■ ASSIGNED TASK A ■
According to the review of the history of sex research, when were chromosomes discovered?
■ ASSIGNED TASK B ■
Carry on the review of the history of sex research from its final sentence, keeping its formal register.

The joy of history

Linda Grant on an analysis of sex research that confirms that science and ideology are close bedfellows SCIENCE IN THE BEDROOM: A HISTORY OF SEX RESEARCH Vern L Bullough Basic Books £16.99

The picture of Vern L Bullough on the back of his book, Science in the Bedroom, depicts a grey-haired man in his sixties, his tie knotted closely about his neck. For all the world he resembles an associate of Newt Gingrich, an elder Republican statesman in the Senate or House. Like William Masters, of the Masters and Johnson pairing, Bullough acted on advice from his elders and betters which warned that he should not embark on sexual research until he had established himself in another field and gained tenure.

Bullough's present work, this volume, shows that thinking about sex is most safely done on the moral and scientific high ground. But his attempt to provide a history of the discipline, if that is what it is, reveals - through his accounts of the work of others and his own prejudices - that science and ideology are never far apart when it comes to investigating the sexual practices of human beings.

Sheer ignorance characterises most of human history. It was not until as late as the Thirties that chromosomes were discovered, and it is breathtaking to consider what Shakespeare and Milton did not know about reproduction - that the flowers on plants were sexual organs or about the existence of sperm, which even in the 19th century was thought by some to be parasites in the seminal fluid.

Until the 20th century sexual research largely consisted of looking through microscopes and discovering what was there in the hope that biological explanations could be found for sexual behaviour. Much of what passed into puritan morality resulted from erroneous scientific theories such as the belief that physical bodies were continually suffering waste which was the cause of death. Since masturbation represented waste for no useful procreative end, its morbidity seemed self- evident.

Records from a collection
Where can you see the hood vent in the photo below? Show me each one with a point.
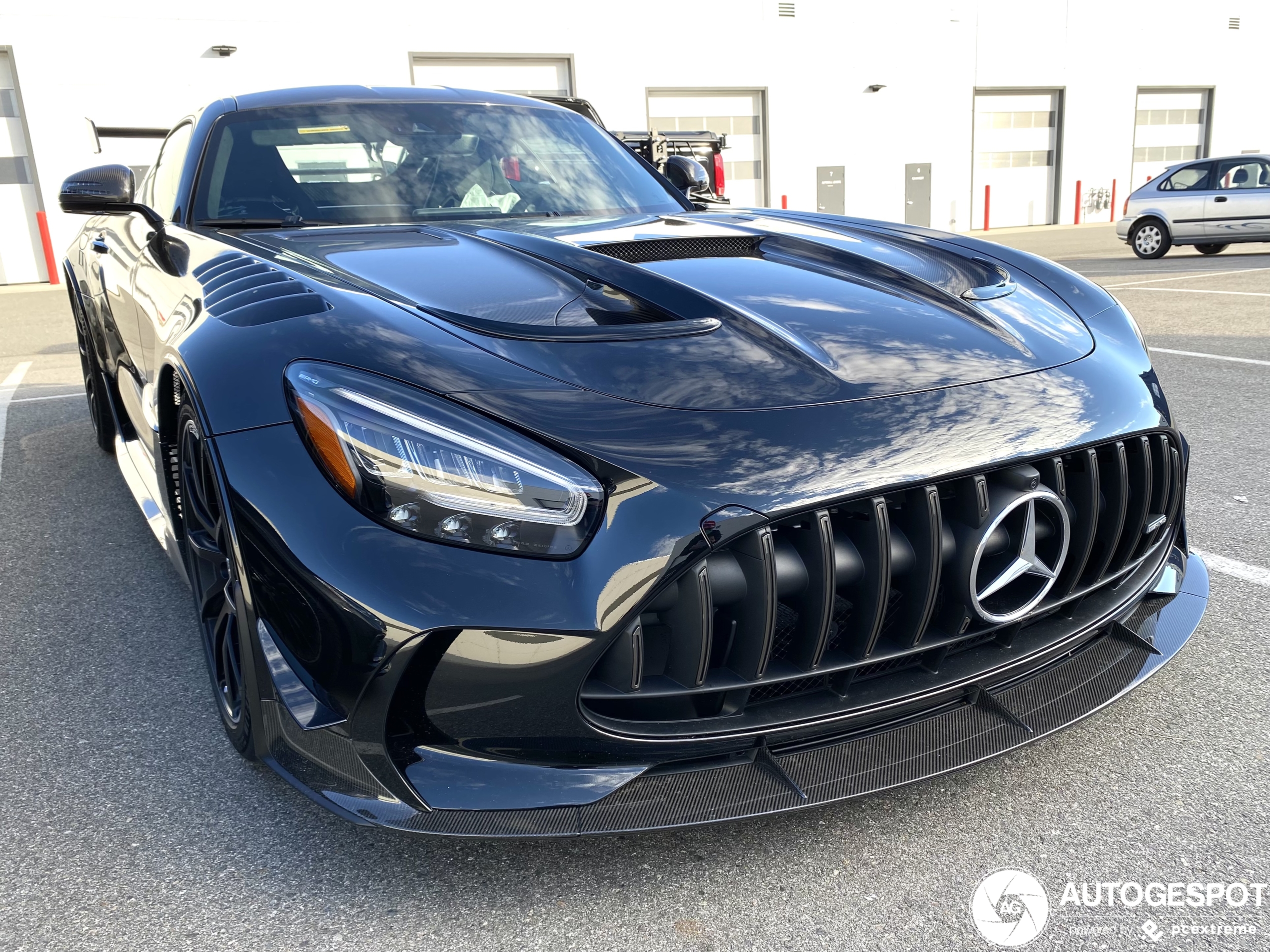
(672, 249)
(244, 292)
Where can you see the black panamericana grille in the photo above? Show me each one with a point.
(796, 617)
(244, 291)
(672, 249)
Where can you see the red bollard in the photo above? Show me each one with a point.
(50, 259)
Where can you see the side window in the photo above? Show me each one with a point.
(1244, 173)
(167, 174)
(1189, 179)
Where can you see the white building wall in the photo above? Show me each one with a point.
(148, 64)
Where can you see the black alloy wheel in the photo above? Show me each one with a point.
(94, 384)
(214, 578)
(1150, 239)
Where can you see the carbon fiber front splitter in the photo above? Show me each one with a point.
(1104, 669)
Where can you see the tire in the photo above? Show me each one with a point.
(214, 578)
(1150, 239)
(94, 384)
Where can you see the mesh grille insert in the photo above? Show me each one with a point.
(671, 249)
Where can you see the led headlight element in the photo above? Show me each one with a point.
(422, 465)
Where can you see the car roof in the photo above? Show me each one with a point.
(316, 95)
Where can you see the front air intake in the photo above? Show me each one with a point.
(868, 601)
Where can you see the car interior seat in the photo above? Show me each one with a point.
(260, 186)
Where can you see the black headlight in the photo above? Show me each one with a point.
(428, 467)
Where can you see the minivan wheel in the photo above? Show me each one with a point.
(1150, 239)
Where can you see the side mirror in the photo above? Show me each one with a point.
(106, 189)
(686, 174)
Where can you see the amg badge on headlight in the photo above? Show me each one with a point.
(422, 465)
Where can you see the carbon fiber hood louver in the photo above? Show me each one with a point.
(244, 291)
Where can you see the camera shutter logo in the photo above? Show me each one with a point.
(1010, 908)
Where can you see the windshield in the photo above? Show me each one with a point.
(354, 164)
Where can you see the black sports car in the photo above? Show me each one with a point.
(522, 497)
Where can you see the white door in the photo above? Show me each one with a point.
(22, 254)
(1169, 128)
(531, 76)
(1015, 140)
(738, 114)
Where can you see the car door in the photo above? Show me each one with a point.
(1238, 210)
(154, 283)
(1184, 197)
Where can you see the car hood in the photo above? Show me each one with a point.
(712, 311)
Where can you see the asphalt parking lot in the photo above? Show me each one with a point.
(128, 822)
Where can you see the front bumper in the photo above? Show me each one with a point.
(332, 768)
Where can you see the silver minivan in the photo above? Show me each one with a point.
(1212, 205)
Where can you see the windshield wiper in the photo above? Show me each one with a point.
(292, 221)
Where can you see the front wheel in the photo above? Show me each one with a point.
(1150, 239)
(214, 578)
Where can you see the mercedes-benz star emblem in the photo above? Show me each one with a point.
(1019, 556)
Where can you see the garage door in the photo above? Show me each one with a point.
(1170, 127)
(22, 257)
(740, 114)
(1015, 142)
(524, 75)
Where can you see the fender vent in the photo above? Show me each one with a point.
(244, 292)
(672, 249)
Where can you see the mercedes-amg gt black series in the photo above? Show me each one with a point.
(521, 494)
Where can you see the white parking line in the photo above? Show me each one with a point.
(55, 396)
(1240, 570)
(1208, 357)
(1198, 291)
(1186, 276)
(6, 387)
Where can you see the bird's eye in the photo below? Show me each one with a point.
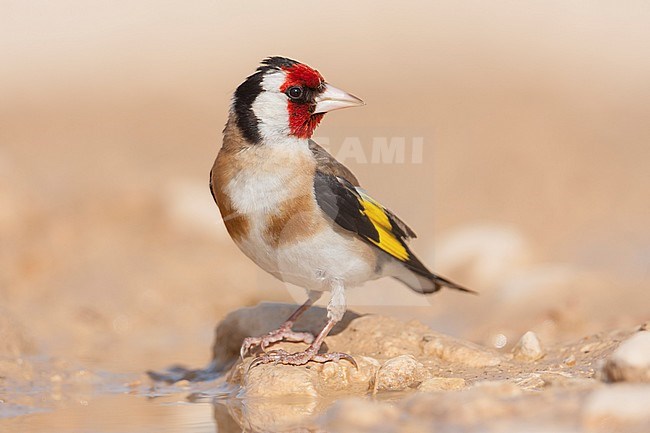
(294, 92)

■ ANSWER SPACE A ■
Not until as late as the Thirties.

■ ANSWER SPACE B ■
Bullough argues, convincingly, that the history of sex research from the latter part of the last century onwards has been one in which those who practise various forms of forbidden sex have sought to explain and rationalise their desires. The earliest, like Karl Heinrich Ulrichs, supposed to be the modern world's first self-proclaimed homosexual, were inevitably proselytizers for theories which would normalize their sexual preferences in the eyes of the world. The effect, however, was far more wide-reaching, for in attempting to explain themselves, they threw considerable light on desire in general.

Recently, a number of American graduates, including the First Lady, found, to their embarrassment, that photographs of themselves undressed had been kept in an archive. It was their misfortune to have begun their studies at a time when sex research was drawing on a captive pool of healthy, middle-class young men and women in order to give an aura of respectability to that then notorious subject. This middle period, with which perhaps Bullough feels most comfortable, was the time of Kinsey and of Masters and Johnson. Sex research was considered an exclusively European phenomenon until America quantified it, drawing on thousands of interviews which culminated in the famous 1951 Kinsey report. According to Bullough, this did much to pave the way for the sexual revolution by bringing the personal lives of Americans out into the open. Isolated gay men realised that they were not alone. Women discovered that they could have orgasms.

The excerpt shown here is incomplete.